## Begin Stored records
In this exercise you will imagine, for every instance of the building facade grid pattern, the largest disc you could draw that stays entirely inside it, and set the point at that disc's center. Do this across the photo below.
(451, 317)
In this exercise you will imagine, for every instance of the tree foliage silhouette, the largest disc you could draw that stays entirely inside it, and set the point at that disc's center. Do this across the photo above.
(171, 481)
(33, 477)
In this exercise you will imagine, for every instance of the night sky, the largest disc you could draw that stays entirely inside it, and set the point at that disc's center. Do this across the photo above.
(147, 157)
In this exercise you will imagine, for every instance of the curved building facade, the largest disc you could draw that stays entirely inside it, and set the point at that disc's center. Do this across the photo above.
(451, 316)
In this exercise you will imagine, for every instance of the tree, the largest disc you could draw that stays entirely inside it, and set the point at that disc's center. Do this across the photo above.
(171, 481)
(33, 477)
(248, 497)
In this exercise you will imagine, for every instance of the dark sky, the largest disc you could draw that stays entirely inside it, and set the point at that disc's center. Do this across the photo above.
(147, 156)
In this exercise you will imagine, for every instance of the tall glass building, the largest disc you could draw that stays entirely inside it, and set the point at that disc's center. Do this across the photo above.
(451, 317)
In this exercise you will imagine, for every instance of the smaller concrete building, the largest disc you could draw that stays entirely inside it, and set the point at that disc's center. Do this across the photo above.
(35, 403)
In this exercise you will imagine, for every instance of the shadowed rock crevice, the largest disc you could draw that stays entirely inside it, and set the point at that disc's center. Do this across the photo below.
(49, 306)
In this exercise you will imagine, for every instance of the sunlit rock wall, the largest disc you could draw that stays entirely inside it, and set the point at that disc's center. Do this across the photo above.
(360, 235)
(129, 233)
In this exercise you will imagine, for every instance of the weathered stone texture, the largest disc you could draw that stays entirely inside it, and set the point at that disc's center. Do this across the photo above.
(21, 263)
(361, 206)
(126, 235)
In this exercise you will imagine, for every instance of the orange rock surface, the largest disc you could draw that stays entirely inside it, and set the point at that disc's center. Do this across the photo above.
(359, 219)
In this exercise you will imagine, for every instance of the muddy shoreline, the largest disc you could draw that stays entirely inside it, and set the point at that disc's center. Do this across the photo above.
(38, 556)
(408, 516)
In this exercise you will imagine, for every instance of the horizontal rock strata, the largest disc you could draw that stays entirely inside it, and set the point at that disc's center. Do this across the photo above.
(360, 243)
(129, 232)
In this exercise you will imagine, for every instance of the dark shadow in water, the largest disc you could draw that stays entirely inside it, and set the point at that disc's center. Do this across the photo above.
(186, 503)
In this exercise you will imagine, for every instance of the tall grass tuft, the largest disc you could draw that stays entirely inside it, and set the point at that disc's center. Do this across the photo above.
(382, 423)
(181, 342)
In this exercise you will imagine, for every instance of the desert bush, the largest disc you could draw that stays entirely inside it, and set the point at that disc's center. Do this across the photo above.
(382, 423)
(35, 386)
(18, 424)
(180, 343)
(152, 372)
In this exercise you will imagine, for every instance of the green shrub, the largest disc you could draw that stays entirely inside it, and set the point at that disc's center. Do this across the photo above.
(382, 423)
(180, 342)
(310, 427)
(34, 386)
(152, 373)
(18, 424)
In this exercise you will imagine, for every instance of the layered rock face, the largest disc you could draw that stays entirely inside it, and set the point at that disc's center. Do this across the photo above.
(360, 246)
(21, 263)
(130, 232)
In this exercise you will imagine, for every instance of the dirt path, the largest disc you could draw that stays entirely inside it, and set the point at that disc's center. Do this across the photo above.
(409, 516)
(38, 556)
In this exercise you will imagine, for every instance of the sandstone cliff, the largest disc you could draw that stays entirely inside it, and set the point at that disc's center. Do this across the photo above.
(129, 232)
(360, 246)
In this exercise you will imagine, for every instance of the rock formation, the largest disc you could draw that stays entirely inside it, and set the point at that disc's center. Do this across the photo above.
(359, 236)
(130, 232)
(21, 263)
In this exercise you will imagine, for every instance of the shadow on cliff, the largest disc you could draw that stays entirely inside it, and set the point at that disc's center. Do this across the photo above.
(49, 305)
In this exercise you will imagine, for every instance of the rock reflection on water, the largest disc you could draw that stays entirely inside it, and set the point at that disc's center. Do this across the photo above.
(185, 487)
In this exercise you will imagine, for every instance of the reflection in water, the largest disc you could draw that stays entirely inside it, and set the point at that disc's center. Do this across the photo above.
## End Stored records
▶ [What you should do]
Locate "of the green" in the data above. Then repeat, exactly, its line and each line after it through the last, adding nothing.

▶ [Response to the exercise]
In this exercise you will imagine, for every instance of the green shrub, the largest disc you could draw that stays entirely inside it, and set the point at that disc's center. Do this across the photo above.
(382, 423)
(180, 342)
(310, 427)
(34, 386)
(152, 373)
(18, 424)
In this exercise you will imagine, for every instance of the layered rock face, the largest disc you could draw that stays entirely inside it, and set the point at that disc's center. Do this across the photo above.
(360, 246)
(21, 263)
(130, 232)
In this exercise you will imagine, for every instance of the dirt path, the largest disc you could draw that stays entirely inside it, and set the point at that disc's center. Do this across the photo above.
(409, 516)
(38, 556)
In this exercise you will imagine, for every instance of the sandstone cliff, the largest disc you could draw that stays entirely inside it, and set the point at that disc's center. Do this across the photo above.
(129, 232)
(360, 246)
In this exercise you will imagine, for every instance of the rock formation, the largest disc you could draw that stays entirely inside it, and set the point at that disc's center. Do this across the photo above.
(359, 236)
(130, 232)
(21, 263)
In this exercise you will imagine, for every instance of the shadow on cliff, the largest disc you could draw that stays entirely inside it, and set the point at that disc's center. Do this across the photo above.
(49, 305)
In this exercise you will imagine, for every instance of the rock reflection on water, the largest disc you could draw that stays entirely inside it, and set the point at that disc's center. Do this across the photo above.
(185, 487)
In this exercise you will imagine, for every instance of the reflection in water, the largest disc you could draw that stays entirely inside it, and set the point at that disc's center. Do this across the photo above.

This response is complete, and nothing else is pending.